## Required work
All of the records should be reproduced word for word, but no images may appear in the copy.

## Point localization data
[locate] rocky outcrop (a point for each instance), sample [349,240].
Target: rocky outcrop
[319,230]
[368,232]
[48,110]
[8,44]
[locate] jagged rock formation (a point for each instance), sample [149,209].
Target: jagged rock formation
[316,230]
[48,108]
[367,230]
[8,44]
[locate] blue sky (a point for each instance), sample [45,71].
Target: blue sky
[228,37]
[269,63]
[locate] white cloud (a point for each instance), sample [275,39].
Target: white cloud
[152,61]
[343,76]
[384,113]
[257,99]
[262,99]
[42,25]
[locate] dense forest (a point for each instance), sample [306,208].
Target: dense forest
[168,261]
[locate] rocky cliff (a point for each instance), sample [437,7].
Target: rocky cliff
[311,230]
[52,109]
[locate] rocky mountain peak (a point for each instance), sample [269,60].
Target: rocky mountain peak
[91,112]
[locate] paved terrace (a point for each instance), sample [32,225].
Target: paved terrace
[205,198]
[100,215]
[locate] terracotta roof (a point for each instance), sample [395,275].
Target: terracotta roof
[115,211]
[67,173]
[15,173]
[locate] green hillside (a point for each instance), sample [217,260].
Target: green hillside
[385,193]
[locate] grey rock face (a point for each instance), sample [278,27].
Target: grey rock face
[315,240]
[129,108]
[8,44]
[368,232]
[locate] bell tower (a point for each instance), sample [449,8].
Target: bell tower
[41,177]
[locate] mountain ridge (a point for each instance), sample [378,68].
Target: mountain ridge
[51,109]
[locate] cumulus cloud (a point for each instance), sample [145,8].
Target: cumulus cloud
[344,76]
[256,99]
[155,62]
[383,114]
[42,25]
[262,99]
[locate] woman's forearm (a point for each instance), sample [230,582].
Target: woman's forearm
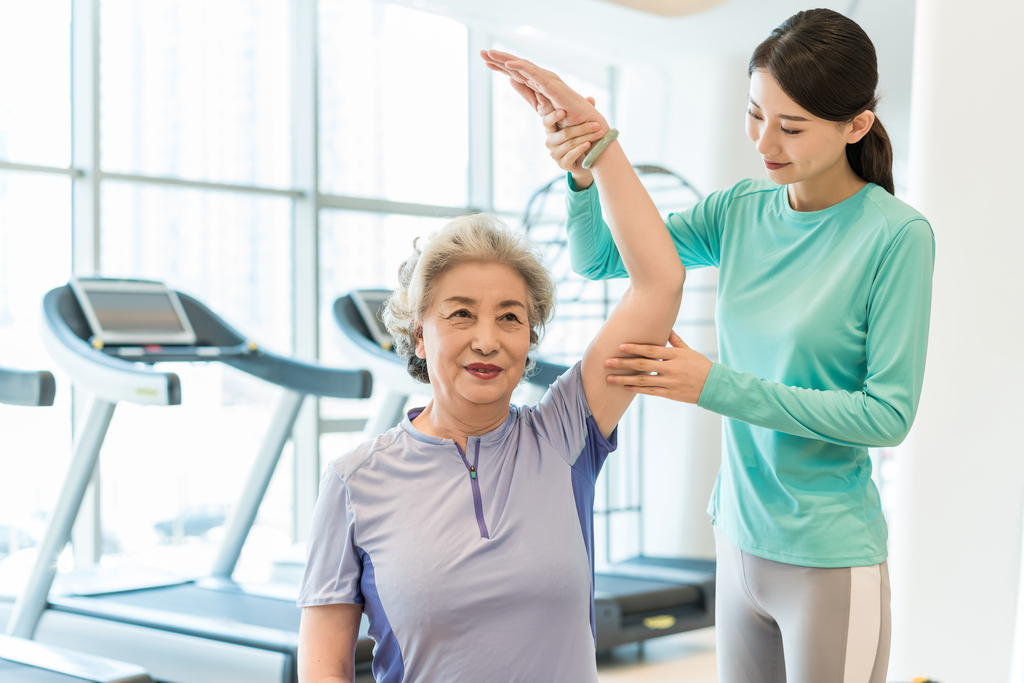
[644,244]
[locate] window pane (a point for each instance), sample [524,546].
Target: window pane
[231,251]
[170,475]
[358,251]
[35,80]
[520,160]
[35,256]
[198,90]
[393,109]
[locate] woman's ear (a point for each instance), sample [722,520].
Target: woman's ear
[860,125]
[421,350]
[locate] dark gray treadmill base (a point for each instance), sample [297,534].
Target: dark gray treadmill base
[647,597]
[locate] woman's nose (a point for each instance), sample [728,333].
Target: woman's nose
[485,339]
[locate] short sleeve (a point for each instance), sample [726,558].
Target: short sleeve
[562,419]
[333,564]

## Solution for this task
[locate] rocky outcrop (a point for each instance), sample [349,240].
Target: rocky outcrop
[319,230]
[368,232]
[48,110]
[8,44]
[locate] jagged rock formation (a point for each instance), sample [149,209].
Target: jagged rock formation
[316,230]
[48,108]
[367,230]
[8,44]
[locate] blue sky (a point for each instance), sample [45,71].
Target: blue sky
[228,37]
[269,63]
[locate] white cloud (a point for each instance), sample [275,39].
Target: white cloud
[152,61]
[343,76]
[384,113]
[257,99]
[262,99]
[42,25]
[locate] dense forest (a point for each instance), sample [306,208].
Target: dense forest
[168,261]
[locate] rocky cliff (a point for each instance), sample [437,7].
Target: rocky cliff
[311,230]
[52,109]
[locate] rocky mountain peak (a point for each instance), sample [269,60].
Target: rocky mountain peak
[91,112]
[locate] paved terrace (a point for each instance), sample [32,225].
Target: paved terrace
[205,198]
[100,215]
[locate] terracotta roof (a point for each instance), sample [395,275].
Target: terracotta roof
[115,211]
[67,173]
[15,173]
[locate] green hillside (a point for each instance), sample [217,260].
Target: green hillside
[385,193]
[locate] grey rock face (a point for each instance), sample [278,27].
Target: grey rock face
[315,240]
[129,108]
[8,44]
[368,232]
[locate] bell tower (a point for each instance), sample [449,8].
Target: bell tower
[41,177]
[locate] mountain ridge (a point for each instance), sample [378,68].
Target: mountain ridge
[51,109]
[locate] cumulus cloud (a point for each instance), sample [145,8].
Target: cumulus cloud
[344,76]
[256,99]
[155,62]
[383,114]
[42,25]
[262,99]
[locate] woman's forearm (a point for each instance), sample [230,582].
Target: woman's forearm
[644,244]
[locate] window pane (a point for each instance), sample [524,546].
Target: window pane
[231,251]
[170,475]
[358,251]
[35,80]
[520,160]
[35,256]
[198,90]
[393,109]
[locate] woman's ear (a point for each instance), sample [722,520].
Target: woman's ear
[860,125]
[421,350]
[locate] dark gray treadmill base (a point for each instance), sample [297,534].
Target: dark gray treadmill base
[647,597]
[locate] woman's nose (a point for each instance), sample [728,333].
Target: woman's nose
[485,339]
[locate] short sleeve (a point for each instance), sample [726,558].
Target: short sleeve
[562,419]
[333,564]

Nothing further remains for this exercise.